Task objective: Set out the lines from the one containing "Where can you see the snow-covered ground?" through the one containing "<point>48,37</point>" as a numbered list, leaving out blank lines. Include only those lines of the items, both ends included.

Dataset rows:
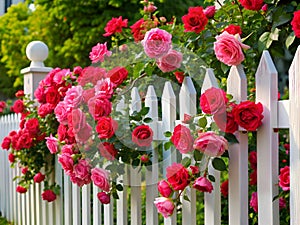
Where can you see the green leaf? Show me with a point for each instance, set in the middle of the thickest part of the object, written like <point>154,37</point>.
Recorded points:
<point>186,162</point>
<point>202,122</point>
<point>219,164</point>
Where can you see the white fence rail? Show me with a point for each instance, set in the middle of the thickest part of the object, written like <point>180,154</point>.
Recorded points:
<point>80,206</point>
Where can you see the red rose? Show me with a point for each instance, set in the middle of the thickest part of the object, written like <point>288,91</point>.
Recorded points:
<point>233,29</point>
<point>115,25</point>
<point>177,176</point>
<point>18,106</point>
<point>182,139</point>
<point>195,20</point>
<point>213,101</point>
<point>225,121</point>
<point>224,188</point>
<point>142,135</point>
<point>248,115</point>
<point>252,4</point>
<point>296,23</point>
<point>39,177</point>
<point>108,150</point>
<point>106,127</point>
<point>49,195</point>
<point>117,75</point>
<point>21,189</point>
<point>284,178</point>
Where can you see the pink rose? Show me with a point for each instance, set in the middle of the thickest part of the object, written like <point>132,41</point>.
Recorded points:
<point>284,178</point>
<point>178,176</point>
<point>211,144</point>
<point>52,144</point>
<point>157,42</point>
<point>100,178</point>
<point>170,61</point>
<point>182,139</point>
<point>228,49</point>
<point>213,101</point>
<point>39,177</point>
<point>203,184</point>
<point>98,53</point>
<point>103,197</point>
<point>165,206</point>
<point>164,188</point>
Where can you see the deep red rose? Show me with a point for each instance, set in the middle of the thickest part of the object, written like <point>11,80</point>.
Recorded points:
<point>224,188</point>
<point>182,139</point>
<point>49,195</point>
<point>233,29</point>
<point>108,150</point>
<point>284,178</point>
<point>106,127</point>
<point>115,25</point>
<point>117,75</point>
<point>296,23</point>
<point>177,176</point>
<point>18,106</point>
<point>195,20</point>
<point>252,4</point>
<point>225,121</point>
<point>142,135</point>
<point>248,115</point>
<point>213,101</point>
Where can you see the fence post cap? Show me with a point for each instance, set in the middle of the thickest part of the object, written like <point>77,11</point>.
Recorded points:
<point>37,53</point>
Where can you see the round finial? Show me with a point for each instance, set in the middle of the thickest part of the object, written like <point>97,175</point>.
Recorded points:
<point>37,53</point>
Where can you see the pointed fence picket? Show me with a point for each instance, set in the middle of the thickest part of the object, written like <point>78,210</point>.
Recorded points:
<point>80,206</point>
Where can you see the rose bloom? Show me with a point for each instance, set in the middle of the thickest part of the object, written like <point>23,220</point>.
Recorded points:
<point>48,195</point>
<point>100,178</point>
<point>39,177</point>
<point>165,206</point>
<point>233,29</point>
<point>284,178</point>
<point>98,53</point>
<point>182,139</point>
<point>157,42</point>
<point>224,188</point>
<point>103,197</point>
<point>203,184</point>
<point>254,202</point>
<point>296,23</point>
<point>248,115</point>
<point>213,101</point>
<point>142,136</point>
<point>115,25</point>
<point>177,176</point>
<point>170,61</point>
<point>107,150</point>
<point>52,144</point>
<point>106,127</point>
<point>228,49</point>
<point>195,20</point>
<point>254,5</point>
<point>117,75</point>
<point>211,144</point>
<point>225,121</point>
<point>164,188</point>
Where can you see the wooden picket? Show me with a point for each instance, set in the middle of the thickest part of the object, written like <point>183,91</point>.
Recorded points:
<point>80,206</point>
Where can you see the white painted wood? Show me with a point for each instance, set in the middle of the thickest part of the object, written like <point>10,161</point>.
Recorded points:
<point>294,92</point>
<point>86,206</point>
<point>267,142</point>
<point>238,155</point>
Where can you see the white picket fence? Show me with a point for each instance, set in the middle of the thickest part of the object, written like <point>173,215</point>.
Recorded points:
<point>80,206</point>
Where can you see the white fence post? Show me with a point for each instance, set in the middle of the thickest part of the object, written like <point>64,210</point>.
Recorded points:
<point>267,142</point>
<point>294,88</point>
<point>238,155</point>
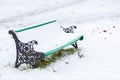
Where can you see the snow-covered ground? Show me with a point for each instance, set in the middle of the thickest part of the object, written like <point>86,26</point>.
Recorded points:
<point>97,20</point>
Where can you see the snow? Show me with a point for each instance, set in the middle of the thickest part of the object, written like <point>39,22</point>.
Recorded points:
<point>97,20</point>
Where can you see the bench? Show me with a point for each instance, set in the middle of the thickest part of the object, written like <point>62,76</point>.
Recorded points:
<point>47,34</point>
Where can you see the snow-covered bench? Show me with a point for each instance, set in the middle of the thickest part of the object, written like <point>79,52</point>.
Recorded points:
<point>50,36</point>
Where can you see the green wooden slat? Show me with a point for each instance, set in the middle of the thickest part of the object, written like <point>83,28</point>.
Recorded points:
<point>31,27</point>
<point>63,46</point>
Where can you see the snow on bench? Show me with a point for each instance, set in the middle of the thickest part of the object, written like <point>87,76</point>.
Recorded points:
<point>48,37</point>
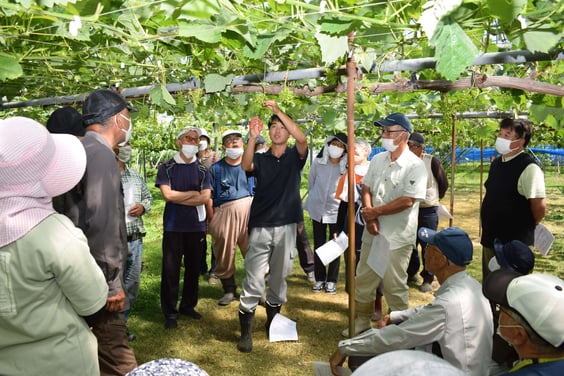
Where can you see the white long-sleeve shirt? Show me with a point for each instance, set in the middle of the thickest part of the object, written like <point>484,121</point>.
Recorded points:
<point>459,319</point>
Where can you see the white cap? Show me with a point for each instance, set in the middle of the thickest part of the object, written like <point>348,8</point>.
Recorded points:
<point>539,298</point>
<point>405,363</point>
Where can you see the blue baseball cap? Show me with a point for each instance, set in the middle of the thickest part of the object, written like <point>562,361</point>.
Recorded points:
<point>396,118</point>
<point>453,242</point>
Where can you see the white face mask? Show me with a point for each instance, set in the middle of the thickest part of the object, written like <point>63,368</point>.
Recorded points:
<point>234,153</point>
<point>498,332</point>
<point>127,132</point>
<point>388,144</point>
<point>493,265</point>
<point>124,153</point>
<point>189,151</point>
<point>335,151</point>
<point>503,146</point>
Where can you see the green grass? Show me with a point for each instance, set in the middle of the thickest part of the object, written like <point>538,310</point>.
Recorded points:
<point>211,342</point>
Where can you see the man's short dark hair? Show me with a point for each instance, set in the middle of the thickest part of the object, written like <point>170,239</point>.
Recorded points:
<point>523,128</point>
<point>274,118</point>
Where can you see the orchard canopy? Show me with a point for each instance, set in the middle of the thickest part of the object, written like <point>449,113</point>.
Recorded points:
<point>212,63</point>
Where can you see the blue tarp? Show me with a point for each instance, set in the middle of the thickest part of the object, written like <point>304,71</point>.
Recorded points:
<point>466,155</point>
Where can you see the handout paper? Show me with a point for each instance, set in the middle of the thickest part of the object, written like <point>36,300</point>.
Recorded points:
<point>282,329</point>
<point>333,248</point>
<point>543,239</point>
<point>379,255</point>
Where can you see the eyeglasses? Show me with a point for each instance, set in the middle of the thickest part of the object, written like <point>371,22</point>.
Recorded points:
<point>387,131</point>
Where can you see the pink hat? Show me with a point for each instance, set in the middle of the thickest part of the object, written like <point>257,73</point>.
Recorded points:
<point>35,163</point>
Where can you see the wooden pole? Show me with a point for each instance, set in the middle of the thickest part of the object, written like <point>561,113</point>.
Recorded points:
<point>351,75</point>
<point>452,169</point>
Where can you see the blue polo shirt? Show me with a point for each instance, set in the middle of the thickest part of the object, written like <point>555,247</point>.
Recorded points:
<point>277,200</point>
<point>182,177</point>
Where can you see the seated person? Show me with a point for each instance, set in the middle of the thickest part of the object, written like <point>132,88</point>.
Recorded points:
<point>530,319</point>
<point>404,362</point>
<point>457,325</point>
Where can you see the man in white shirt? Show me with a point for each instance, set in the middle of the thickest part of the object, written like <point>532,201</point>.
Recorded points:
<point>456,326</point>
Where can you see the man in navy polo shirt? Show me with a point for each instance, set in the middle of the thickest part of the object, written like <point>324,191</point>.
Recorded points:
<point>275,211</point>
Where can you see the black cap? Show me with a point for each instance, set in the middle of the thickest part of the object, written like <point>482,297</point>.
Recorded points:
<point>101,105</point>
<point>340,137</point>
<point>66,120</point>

==

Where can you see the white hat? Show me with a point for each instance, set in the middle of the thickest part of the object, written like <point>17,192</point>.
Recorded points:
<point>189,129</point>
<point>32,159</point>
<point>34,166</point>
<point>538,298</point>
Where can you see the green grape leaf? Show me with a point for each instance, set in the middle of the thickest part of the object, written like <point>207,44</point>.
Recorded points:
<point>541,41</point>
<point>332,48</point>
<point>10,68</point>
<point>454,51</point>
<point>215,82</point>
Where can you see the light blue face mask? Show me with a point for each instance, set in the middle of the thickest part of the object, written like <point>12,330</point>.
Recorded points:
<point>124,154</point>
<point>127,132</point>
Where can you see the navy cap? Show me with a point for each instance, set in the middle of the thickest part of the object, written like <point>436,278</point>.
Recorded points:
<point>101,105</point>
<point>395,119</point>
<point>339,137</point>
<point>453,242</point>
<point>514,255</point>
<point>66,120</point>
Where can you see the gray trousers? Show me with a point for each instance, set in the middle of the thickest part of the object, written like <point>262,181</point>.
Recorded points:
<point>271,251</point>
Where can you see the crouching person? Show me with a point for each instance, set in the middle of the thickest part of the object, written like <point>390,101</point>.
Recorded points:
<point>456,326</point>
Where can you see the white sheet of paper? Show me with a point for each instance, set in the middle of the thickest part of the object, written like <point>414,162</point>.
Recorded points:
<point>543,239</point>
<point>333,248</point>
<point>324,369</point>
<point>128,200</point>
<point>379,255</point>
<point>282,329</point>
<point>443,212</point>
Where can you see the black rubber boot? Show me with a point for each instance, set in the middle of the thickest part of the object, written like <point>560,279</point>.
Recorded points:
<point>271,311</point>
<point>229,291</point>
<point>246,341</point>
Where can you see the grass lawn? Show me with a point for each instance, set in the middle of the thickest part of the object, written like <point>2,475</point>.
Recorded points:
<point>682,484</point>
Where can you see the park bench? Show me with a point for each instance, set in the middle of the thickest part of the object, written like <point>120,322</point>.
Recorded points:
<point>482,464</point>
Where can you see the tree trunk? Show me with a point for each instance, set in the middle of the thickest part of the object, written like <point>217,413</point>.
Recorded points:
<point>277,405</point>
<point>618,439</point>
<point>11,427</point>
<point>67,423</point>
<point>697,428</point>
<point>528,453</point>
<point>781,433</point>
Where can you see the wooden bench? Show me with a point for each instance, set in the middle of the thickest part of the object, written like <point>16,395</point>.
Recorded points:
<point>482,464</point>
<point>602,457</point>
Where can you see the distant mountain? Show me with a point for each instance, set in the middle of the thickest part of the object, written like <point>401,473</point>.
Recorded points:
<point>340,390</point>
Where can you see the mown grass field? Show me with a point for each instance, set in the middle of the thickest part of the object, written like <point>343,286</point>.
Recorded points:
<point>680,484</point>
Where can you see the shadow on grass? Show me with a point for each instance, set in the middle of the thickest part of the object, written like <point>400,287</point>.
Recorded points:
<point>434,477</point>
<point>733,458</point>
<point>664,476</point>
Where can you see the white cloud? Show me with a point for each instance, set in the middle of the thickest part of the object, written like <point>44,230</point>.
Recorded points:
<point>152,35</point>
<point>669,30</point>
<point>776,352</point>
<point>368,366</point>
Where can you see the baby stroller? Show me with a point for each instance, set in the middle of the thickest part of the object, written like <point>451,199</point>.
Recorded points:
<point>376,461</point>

Written solution:
1. Where can you see the snow-covered ground? Show me with a point for each instance, set in the middle of the thickest part of the object, written like <point>86,26</point>.
2. Recorded points:
3. <point>97,20</point>
4. Where can you see the snow? Show me with a point for each instance, set in the middle of the thickest part of the object, written like <point>39,22</point>.
5. Recorded points:
6. <point>97,20</point>
7. Where can you see the bench? Show me with a point for each instance, set in the middle of the thickest part of the object, written like <point>62,76</point>.
8. Recorded points:
9. <point>47,34</point>
10. Where can you see the snow-covered bench? Show me with a point for each instance, set in the middle of the thickest part of the object, written like <point>79,52</point>.
11. Recorded points:
12. <point>50,36</point>
13. Where can you see the green wooden slat? Show me with a point for each instance, set in the middle of the thickest part of the object, written like <point>83,28</point>.
14. Recorded points:
15. <point>31,27</point>
16. <point>63,46</point>
17. Where can you see the snow on bench? Show me with a point for each instance, set in the middle of the thickest part of the object, written like <point>87,76</point>.
18. Recorded points:
19. <point>48,37</point>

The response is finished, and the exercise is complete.